Rewrite all of the items below, changing "Place a dot on every one" to "Mark each one with a point" wherever it occurs and leaving everything else untouched.

------ Material supplied

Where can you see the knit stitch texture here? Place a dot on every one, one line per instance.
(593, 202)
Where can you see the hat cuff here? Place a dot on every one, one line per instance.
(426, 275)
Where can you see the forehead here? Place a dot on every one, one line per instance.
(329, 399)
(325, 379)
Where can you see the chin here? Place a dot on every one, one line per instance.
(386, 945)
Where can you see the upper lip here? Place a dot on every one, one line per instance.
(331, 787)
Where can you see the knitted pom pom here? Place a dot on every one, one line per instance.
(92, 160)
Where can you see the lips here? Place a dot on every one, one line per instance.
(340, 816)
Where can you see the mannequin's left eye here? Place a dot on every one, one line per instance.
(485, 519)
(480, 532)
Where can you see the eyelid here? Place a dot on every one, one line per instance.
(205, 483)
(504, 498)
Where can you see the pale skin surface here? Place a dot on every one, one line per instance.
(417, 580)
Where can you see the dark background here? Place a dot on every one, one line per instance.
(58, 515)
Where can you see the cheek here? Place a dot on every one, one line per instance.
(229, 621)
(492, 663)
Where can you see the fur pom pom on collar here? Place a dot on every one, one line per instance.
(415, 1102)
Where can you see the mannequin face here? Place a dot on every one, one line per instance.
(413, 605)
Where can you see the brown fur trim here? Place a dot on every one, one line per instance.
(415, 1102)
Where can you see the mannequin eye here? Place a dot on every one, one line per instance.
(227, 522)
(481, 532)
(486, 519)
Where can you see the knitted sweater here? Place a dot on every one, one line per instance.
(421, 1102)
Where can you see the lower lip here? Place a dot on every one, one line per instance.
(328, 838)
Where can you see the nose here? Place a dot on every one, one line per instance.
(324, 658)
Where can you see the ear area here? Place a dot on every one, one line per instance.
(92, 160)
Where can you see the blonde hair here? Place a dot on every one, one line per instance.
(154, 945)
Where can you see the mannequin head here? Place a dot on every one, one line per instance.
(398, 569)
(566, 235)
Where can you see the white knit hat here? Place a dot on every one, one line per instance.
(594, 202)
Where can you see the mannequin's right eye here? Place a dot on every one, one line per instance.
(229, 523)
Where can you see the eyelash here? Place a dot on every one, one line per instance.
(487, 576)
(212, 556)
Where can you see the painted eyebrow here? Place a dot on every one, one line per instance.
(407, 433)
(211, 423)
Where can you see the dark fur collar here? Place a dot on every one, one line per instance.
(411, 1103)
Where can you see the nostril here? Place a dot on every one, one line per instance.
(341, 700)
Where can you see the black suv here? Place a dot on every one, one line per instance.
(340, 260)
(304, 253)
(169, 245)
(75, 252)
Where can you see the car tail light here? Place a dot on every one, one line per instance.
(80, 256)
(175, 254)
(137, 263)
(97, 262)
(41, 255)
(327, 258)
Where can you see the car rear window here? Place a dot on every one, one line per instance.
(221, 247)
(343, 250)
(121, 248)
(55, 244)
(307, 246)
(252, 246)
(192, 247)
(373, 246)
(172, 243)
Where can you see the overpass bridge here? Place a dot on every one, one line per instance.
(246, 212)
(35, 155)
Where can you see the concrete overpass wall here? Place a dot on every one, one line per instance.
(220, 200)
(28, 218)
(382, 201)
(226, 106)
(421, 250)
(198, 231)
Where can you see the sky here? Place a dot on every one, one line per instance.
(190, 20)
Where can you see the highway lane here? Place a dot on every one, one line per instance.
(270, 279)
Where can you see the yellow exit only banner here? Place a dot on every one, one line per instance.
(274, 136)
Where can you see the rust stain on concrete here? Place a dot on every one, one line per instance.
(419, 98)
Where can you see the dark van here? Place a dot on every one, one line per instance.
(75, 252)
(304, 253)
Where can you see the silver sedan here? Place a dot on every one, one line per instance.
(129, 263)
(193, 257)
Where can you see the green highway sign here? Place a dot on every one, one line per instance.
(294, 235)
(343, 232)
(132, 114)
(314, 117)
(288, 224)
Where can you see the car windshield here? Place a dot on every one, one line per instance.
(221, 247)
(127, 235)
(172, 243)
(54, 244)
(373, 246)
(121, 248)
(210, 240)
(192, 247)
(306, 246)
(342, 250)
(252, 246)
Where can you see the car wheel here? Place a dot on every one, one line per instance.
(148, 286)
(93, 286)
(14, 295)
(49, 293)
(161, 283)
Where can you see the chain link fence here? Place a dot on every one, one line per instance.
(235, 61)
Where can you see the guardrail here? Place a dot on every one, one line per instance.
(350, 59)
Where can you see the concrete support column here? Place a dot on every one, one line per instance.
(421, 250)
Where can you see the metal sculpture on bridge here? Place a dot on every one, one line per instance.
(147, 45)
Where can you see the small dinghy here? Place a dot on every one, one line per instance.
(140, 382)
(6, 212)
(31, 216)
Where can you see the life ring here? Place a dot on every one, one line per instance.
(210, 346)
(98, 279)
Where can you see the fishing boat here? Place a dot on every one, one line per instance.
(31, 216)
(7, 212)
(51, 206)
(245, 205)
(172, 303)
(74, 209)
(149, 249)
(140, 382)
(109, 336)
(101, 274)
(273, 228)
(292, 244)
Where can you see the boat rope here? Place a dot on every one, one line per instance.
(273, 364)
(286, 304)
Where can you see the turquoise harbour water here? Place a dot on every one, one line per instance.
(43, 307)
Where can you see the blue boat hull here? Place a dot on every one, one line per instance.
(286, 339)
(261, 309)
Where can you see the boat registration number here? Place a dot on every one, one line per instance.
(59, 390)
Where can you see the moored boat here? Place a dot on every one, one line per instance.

------------

## [Result of this task]
Where can you see the knit stitch texture here? Mark each one with a point, one line per instance.
(593, 202)
Where can you see the hat cuff here? Mark each one with a point, one line per instance.
(426, 275)
Where can you see the forehead here? Mark each one with a point, one line per instance.
(329, 399)
(325, 379)
Where can you see the chin here? Mark each one with a point, one line per instance.
(386, 945)
Where can you see the upper lip here? Mark each one with a point, one line per instance.
(331, 787)
Where can you see the knitted pom pom here? Mark each one with a point, one line per instance.
(92, 160)
Where can you see the lips here? Mark each one with a point, one line per instance.
(340, 816)
Where can you see the mannequin's left eye here? Mark each one with a point, one line per instance.
(485, 519)
(480, 532)
Where can you see the eyelid here? Mark each one with a point, one line per instance.
(205, 483)
(504, 498)
Where can you see the pale skin surface here? Mark each one with a point, one line per instance.
(417, 580)
Where can you see the dark background here? Mark each one with a point, one line per instance.
(58, 515)
Where can you see the cheek here? Mark each one with a point, one line per instance.
(229, 621)
(492, 663)
Where can you see the fur pom pom on collar here? Mark each one with a point, one line per instance.
(415, 1102)
Where can you see the mannequin face here? Mark each one with a point, one line per instance.
(413, 605)
Where can you see the brown fur trim here? Mark each one with a point, one line per instance.
(415, 1102)
Where can you see the mannequin eye here? Mark each one with a point, one line per instance.
(227, 522)
(481, 532)
(486, 519)
Where can you see the knitted sweater here? Mark each one with a point, one line per instance.
(421, 1102)
Where can you see the lower lip here? Mark each one with a point, one line per instance.
(328, 838)
Where can you see the nose here? Mark each one with a point, one line per instance.
(324, 658)
Where can you see the ear area here? Mark each one with a point, one line per instance.
(92, 160)
Where can you see the blonde hair here? Mark each one with a point, one line per instance.
(154, 945)
Where can you see the mannequin head here? Mark each one with a point, one line per instance.
(398, 569)
(566, 235)
Where can you see the white knit hat here? Mark each one with a point, one line per instance.
(594, 202)
Where can you see the mannequin's right eye here? Mark each one with a point, one line per instance.
(229, 523)
Where can you see the eyelash here? Mark each one with a point, one line per instance.
(487, 576)
(212, 556)
Where can you see the painted eyebrow here? Mark each one with a point, one line per instance.
(407, 433)
(211, 423)
Where can you see the dark fur collar here? Mark each one with a point, one line per instance.
(411, 1103)
Where can you see the nostril here? Mark each one with a point, one line per instance.
(341, 700)
Where can you see the black suv here? Mark each one with a point, one line per instance.
(340, 260)
(304, 253)
(169, 245)
(75, 252)
Where can you see the car tail light here? Mark each one with a point, one line per instance.
(80, 256)
(175, 254)
(137, 263)
(97, 262)
(41, 255)
(327, 258)
Where can you see the car rear window here? Mark each one with a point, one line per instance.
(221, 247)
(343, 250)
(121, 248)
(55, 244)
(307, 246)
(252, 246)
(192, 247)
(373, 246)
(172, 243)
Where can you see the overpass bridge here? Mark each one with a point, one line per instance.
(246, 212)
(35, 155)
Where can you see the concrete overpass wall here? Mark each one with a point, one line per instance.
(220, 200)
(28, 218)
(382, 201)
(226, 106)
(421, 250)
(198, 231)
Where can you see the sky here? Mark each one with a point, one line per instance.
(190, 20)
Where can you see the highway lane here? Mark each one with a point, one line per instance.
(270, 279)
Where can you see the yellow exit only banner here? Mark each one with a point, one line per instance.
(274, 136)
Where can you see the rust stain on concrete here? Mark each one with a point, one line per instance.
(419, 98)
Where can you see the dark van here? Mark each one with a point, one line per instance.
(75, 252)
(304, 253)
Where can you see the silver sedan here? Mark each one with a point, one line per instance.
(129, 263)
(193, 257)
Where can you see the green highway sign here? Mark each one with a point, one line per instance.
(294, 235)
(343, 232)
(132, 114)
(314, 117)
(288, 224)
Where can you see the car windshield here? Mark each one with a point, one line per instance.
(221, 247)
(127, 235)
(172, 243)
(54, 244)
(373, 246)
(121, 248)
(210, 240)
(192, 247)
(306, 246)
(342, 250)
(252, 246)
Where can you see the car wheel here? Mark each one with a point, one line per instance.
(148, 286)
(93, 286)
(14, 295)
(49, 293)
(161, 283)
Where can you see the chain link fence here? Mark each one with a point, one line per instance.
(235, 61)
Where can you see the guardrail here? Mark each one with a point, one line per instance.
(350, 59)
Where can you see the concrete support column here? Mark each one with a point, one line per instance.
(421, 250)
Where can you see the metal sculpture on bridge here? Mark each one with a point, one line per instance.
(147, 45)
Where can you see the small dinghy here? Mark each one with a point, one line per instance.
(140, 382)
(6, 212)
(31, 216)
Where can you see the life ring here? Mark each one with a point, one line per instance.
(210, 346)
(98, 279)
Where can you see the fishing boat here? Mark each one with a point, one line per instance.
(31, 216)
(7, 212)
(51, 206)
(245, 205)
(172, 303)
(74, 209)
(149, 249)
(140, 382)
(109, 336)
(101, 274)
(273, 228)
(292, 244)
Where can you see the boat rope here? Mark each one with a point, one line per instance.
(273, 364)
(286, 304)
Where can you see the turquoise harbour water here? Mark each one with a point, one line per instance.
(43, 307)
Where can you see the blue boat hull here? Mark each one with a point, one line per instance.
(286, 339)
(261, 309)
Where can you see the boat registration number here? Mark each one with a point, one line per instance.
(59, 390)
Where can you see the moored boat here? Mark each one with a point, one line per instance.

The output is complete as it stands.